Reproduce each line of the material below without any changes.

+++

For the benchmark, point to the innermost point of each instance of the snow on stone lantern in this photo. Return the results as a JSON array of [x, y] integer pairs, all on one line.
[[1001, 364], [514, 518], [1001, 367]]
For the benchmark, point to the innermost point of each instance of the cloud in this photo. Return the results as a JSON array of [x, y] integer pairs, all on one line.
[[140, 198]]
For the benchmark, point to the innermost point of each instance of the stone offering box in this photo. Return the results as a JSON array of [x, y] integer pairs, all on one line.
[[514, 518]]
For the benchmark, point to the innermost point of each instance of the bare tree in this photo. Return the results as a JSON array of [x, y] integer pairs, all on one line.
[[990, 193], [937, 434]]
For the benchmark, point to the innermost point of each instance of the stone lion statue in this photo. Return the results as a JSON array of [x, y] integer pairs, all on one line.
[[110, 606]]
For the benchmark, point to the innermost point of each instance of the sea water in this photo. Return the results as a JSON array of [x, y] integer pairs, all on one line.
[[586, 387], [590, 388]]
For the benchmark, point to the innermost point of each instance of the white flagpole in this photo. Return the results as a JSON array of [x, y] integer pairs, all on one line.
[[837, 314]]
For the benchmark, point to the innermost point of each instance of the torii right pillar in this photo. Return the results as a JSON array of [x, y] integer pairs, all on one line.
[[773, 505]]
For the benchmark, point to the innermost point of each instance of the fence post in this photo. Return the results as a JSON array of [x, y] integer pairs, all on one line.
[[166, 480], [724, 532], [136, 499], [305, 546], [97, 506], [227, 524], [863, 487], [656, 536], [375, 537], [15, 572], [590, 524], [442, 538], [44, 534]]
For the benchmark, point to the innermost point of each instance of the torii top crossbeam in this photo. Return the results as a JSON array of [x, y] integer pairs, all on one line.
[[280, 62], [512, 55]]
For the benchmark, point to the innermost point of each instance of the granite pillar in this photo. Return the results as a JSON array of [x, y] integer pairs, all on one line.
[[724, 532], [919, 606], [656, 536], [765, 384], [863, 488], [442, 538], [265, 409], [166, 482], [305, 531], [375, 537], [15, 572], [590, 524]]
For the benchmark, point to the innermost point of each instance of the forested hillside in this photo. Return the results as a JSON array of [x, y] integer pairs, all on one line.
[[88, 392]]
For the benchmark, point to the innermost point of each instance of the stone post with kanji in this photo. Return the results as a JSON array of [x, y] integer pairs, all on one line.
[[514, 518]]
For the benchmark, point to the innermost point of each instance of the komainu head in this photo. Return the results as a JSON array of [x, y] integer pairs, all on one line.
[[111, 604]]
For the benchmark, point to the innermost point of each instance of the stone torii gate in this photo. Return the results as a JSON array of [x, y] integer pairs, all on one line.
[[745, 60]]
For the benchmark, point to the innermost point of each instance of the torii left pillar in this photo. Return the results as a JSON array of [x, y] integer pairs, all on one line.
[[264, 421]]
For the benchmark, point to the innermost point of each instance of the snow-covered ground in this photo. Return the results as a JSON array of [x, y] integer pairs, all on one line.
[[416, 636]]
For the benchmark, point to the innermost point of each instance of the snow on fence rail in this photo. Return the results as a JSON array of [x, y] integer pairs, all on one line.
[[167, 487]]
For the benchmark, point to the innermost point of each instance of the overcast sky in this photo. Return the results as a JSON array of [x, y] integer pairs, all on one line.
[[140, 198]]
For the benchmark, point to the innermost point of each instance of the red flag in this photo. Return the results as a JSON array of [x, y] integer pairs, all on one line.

+++

Completed exercise:
For the benchmark, point to the innermost point of each instance of the snow on stone lantern in this photo. Return the results as a JSON array of [x, y] integer pairs, all on one line.
[[1001, 364], [514, 518], [1001, 367]]
For the benchmark, point to the innermost point of each instance of the cloud in this photo. Return the results as a JSON array of [x, y] integer pairs, all on one line.
[[140, 198]]
For the benchmark, point to the innermost point of each instance of the stone offering box in this photo. Return the results as a JSON array of [x, y] integer pairs, all on one line.
[[514, 518]]
For the benchmark, point to the innermost point of each instance of the bare tree in this photo. Return the results as a JSON array of [x, y] integer pairs, all on one line.
[[990, 193], [937, 434]]
For the benchmark, point to the innermost point of each instance of the stone lion statue in this photo. Return the results as a JSON array of [x, y] integer pairs, all on one line.
[[110, 606]]
For the benchmark, point to the innermost point of each instance of the sea water in this photo. Return the results as a JSON array of [x, y] integer pairs, all on one line.
[[586, 387], [590, 388]]
For the benchmark, point to the innermost point of each instance of the white flagpole in this photo. Return the results as a JSON array of [x, y] integer pairs, all on one line.
[[837, 314]]
For the benchmark, point to the innermost point of each instance of the torii right pillar in this photo. Return the results as a JSON array of [x, y] integer pairs, all on one line.
[[773, 505]]
For the benchmark, point to the innermost point of each instance of the fence post in this photo. Return the results as a JSON array of [x, y] integer pairs, all on one line.
[[166, 480], [724, 532], [136, 499], [305, 546], [97, 506], [227, 524], [863, 487], [656, 536], [375, 537], [15, 572], [590, 524], [442, 538], [44, 534]]
For the benchmark, point to the innermost point of each instance of the torii top crossbeam in this photo. Return the results as a JSON array of [x, y] integer pairs, all on one line.
[[280, 62], [512, 55]]
For the benchmark, point to the innermost point of each instance of the granite pillar in this photo. Return the results as a JSON array of [x, y] integer pairs, all on one line.
[[724, 532], [919, 606], [656, 536], [765, 384], [863, 488], [442, 538], [265, 409], [166, 482], [305, 531], [375, 537], [15, 572], [590, 524]]
For the benchmark, point to the innermost point of each instance of the forested hillside in this photo. Return the results as a JSON array of [x, y] integer pairs, all on one line.
[[88, 392]]
For the benchmark, point to the innermost point of each instance of the stone post with kanji in this photo. Return the results as a JSON array of [x, y] integer pairs, all on one line.
[[514, 518]]
For the benchmark, point to the innermost point of each instance of the komainu head in this photo. Return the results as a JSON array of [x, y] integer pairs, all on one line.
[[111, 604]]
For the benchmark, point to the innermost point of each instance of the stone torii gate in this photo. Return the results as a JSON array of [x, y] integer pairs, all on one line.
[[745, 60]]
For the benchmark, point to the innermost point of each instance of the torii left pillar in this photo. Return the results as a JSON array of [x, y] integer pairs, all on one line.
[[264, 421]]
For the benchmark, point to the innermost point of each instance of the snow-covered ground in this photo. Return the results as a JSON array of [x, y] integer pairs, all on one line.
[[416, 636]]
For the benchmark, point to the innermost point of each instance of the snow on fence rail in this photo. Return the results as a JSON array of [x, y] integer pairs, all on one line.
[[167, 487]]
For the benchmark, point to the innermost point of each instance of the overcast sky in this photo. Return the results as a JSON array of [x, y] integer pairs, all on one line.
[[140, 198]]
For the benchmark, point to the innermost point of each instance of the red flag in this photo. Return the results as a JSON array of [x, y] integer pairs, all on one line.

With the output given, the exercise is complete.